◆ WHAT IS EXPECTED ◆
Your task is to write out every line of the data exactly. Drop the pictures.

◆ PROVIDED MATERIAL ◆
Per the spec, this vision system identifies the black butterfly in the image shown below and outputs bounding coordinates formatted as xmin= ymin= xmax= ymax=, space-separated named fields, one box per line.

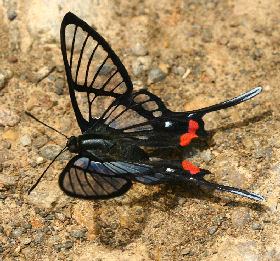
xmin=27 ymin=12 xmax=264 ymax=201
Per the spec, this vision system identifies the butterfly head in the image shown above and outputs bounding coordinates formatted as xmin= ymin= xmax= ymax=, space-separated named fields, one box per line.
xmin=67 ymin=136 xmax=79 ymax=153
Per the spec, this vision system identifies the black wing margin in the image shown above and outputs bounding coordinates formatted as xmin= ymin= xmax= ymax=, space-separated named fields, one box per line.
xmin=60 ymin=12 xmax=133 ymax=132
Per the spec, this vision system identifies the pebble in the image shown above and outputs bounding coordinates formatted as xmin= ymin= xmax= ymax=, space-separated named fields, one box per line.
xmin=131 ymin=43 xmax=148 ymax=56
xmin=132 ymin=56 xmax=152 ymax=76
xmin=0 ymin=107 xmax=20 ymax=127
xmin=34 ymin=230 xmax=45 ymax=243
xmin=0 ymin=173 xmax=18 ymax=187
xmin=11 ymin=228 xmax=22 ymax=238
xmin=40 ymin=145 xmax=69 ymax=160
xmin=54 ymin=88 xmax=64 ymax=95
xmin=54 ymin=78 xmax=65 ymax=89
xmin=252 ymin=222 xmax=262 ymax=231
xmin=29 ymin=66 xmax=55 ymax=83
xmin=178 ymin=197 xmax=187 ymax=206
xmin=181 ymin=247 xmax=191 ymax=255
xmin=7 ymin=56 xmax=18 ymax=63
xmin=48 ymin=75 xmax=56 ymax=82
xmin=56 ymin=66 xmax=64 ymax=73
xmin=70 ymin=229 xmax=86 ymax=238
xmin=98 ymin=64 xmax=114 ymax=75
xmin=36 ymin=157 xmax=44 ymax=165
xmin=148 ymin=68 xmax=165 ymax=84
xmin=55 ymin=212 xmax=66 ymax=222
xmin=0 ymin=70 xmax=13 ymax=90
xmin=33 ymin=135 xmax=48 ymax=149
xmin=174 ymin=66 xmax=185 ymax=75
xmin=21 ymin=238 xmax=32 ymax=245
xmin=231 ymin=208 xmax=250 ymax=227
xmin=208 ymin=226 xmax=218 ymax=235
xmin=200 ymin=150 xmax=212 ymax=163
xmin=20 ymin=135 xmax=32 ymax=147
xmin=7 ymin=10 xmax=17 ymax=21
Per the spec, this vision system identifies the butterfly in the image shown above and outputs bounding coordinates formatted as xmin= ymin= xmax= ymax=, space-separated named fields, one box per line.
xmin=27 ymin=12 xmax=264 ymax=201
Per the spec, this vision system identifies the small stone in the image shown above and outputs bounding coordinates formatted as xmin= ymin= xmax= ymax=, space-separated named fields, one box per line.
xmin=7 ymin=56 xmax=18 ymax=63
xmin=132 ymin=56 xmax=152 ymax=76
xmin=45 ymin=214 xmax=53 ymax=220
xmin=36 ymin=157 xmax=44 ymax=165
xmin=48 ymin=75 xmax=56 ymax=82
xmin=54 ymin=78 xmax=65 ymax=89
xmin=5 ymin=141 xmax=11 ymax=149
xmin=252 ymin=222 xmax=262 ymax=230
xmin=55 ymin=212 xmax=66 ymax=222
xmin=132 ymin=80 xmax=146 ymax=91
xmin=56 ymin=66 xmax=64 ymax=73
xmin=174 ymin=66 xmax=185 ymax=75
xmin=181 ymin=248 xmax=191 ymax=255
xmin=98 ymin=64 xmax=114 ymax=75
xmin=54 ymin=88 xmax=64 ymax=95
xmin=62 ymin=241 xmax=73 ymax=249
xmin=70 ymin=229 xmax=86 ymax=238
xmin=208 ymin=226 xmax=218 ymax=235
xmin=0 ymin=70 xmax=12 ymax=89
xmin=148 ymin=68 xmax=165 ymax=84
xmin=11 ymin=228 xmax=22 ymax=238
xmin=21 ymin=237 xmax=32 ymax=245
xmin=20 ymin=135 xmax=31 ymax=147
xmin=0 ymin=107 xmax=20 ymax=127
xmin=0 ymin=173 xmax=18 ymax=187
xmin=34 ymin=230 xmax=45 ymax=243
xmin=131 ymin=43 xmax=148 ymax=56
xmin=29 ymin=66 xmax=55 ymax=83
xmin=40 ymin=145 xmax=69 ymax=160
xmin=231 ymin=208 xmax=250 ymax=227
xmin=33 ymin=135 xmax=48 ymax=149
xmin=7 ymin=10 xmax=17 ymax=21
xmin=200 ymin=150 xmax=212 ymax=163
xmin=54 ymin=244 xmax=63 ymax=252
xmin=178 ymin=197 xmax=187 ymax=206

◆ TASK SOLUTION ◆
Per the spec, this vision system identifies the black butterfly in the image shown below and outputs bounding coordinates formatted as xmin= ymin= xmax= ymax=, space-separated named fields, one box per line.

xmin=27 ymin=12 xmax=264 ymax=201
Per the spec, this vision system identifies the butterfly head in the image shown above and outputs bounding coordinates formatted as xmin= ymin= xmax= ymax=, space-separated named fields, one box per line.
xmin=67 ymin=136 xmax=79 ymax=153
Per the spec, this vision system identifies the black wing margin in the image shown above and outputs bounding coordinates formatted as xmin= ymin= xmax= ymax=, space-separated named fields, one box per line.
xmin=60 ymin=12 xmax=133 ymax=132
Per the spec, this vision system identifies the pebble in the image shown above and outputs bounding coordinates formatted as xmin= ymin= xmax= ymax=, space-separated named fields, one box per line.
xmin=131 ymin=43 xmax=148 ymax=56
xmin=132 ymin=56 xmax=152 ymax=76
xmin=0 ymin=107 xmax=20 ymax=127
xmin=34 ymin=230 xmax=45 ymax=243
xmin=0 ymin=173 xmax=18 ymax=187
xmin=11 ymin=228 xmax=22 ymax=238
xmin=40 ymin=145 xmax=69 ymax=160
xmin=54 ymin=88 xmax=64 ymax=95
xmin=54 ymin=78 xmax=65 ymax=89
xmin=252 ymin=222 xmax=262 ymax=231
xmin=29 ymin=66 xmax=55 ymax=83
xmin=178 ymin=197 xmax=187 ymax=206
xmin=181 ymin=247 xmax=191 ymax=255
xmin=7 ymin=56 xmax=18 ymax=63
xmin=48 ymin=75 xmax=56 ymax=82
xmin=56 ymin=66 xmax=64 ymax=73
xmin=70 ymin=229 xmax=86 ymax=238
xmin=98 ymin=64 xmax=114 ymax=75
xmin=36 ymin=157 xmax=44 ymax=165
xmin=148 ymin=68 xmax=165 ymax=84
xmin=55 ymin=212 xmax=66 ymax=222
xmin=0 ymin=70 xmax=13 ymax=90
xmin=33 ymin=135 xmax=48 ymax=149
xmin=174 ymin=66 xmax=185 ymax=75
xmin=21 ymin=238 xmax=32 ymax=245
xmin=231 ymin=208 xmax=250 ymax=227
xmin=208 ymin=226 xmax=218 ymax=235
xmin=200 ymin=150 xmax=212 ymax=163
xmin=20 ymin=135 xmax=32 ymax=147
xmin=7 ymin=10 xmax=17 ymax=21
Per the spec, this vision system identifies the butterfly in the image shown above and outputs bounding coordinates formatted as xmin= ymin= xmax= ymax=, space-separated named fields, one box per line.
xmin=27 ymin=12 xmax=264 ymax=201
Per the spec, this vision system identifies the small stone in the image shown above and outputs bounding coordinates formatted as xmin= ymin= xmax= ymax=, space-separated named fields, one box per line.
xmin=7 ymin=56 xmax=18 ymax=63
xmin=132 ymin=56 xmax=152 ymax=76
xmin=45 ymin=214 xmax=53 ymax=220
xmin=36 ymin=157 xmax=44 ymax=165
xmin=48 ymin=75 xmax=56 ymax=82
xmin=54 ymin=78 xmax=65 ymax=89
xmin=5 ymin=141 xmax=11 ymax=149
xmin=252 ymin=222 xmax=262 ymax=230
xmin=55 ymin=212 xmax=66 ymax=222
xmin=132 ymin=80 xmax=146 ymax=91
xmin=56 ymin=66 xmax=64 ymax=73
xmin=174 ymin=66 xmax=185 ymax=75
xmin=181 ymin=248 xmax=191 ymax=255
xmin=98 ymin=64 xmax=114 ymax=75
xmin=54 ymin=88 xmax=64 ymax=95
xmin=62 ymin=241 xmax=73 ymax=249
xmin=70 ymin=229 xmax=86 ymax=238
xmin=208 ymin=226 xmax=218 ymax=235
xmin=0 ymin=70 xmax=12 ymax=89
xmin=148 ymin=68 xmax=165 ymax=84
xmin=11 ymin=228 xmax=22 ymax=238
xmin=21 ymin=237 xmax=32 ymax=245
xmin=20 ymin=135 xmax=31 ymax=147
xmin=0 ymin=107 xmax=20 ymax=127
xmin=0 ymin=173 xmax=18 ymax=187
xmin=34 ymin=230 xmax=45 ymax=243
xmin=131 ymin=43 xmax=148 ymax=56
xmin=29 ymin=66 xmax=55 ymax=83
xmin=40 ymin=145 xmax=69 ymax=160
xmin=231 ymin=208 xmax=250 ymax=227
xmin=33 ymin=135 xmax=48 ymax=149
xmin=7 ymin=10 xmax=17 ymax=21
xmin=200 ymin=150 xmax=212 ymax=163
xmin=54 ymin=244 xmax=63 ymax=252
xmin=178 ymin=197 xmax=187 ymax=206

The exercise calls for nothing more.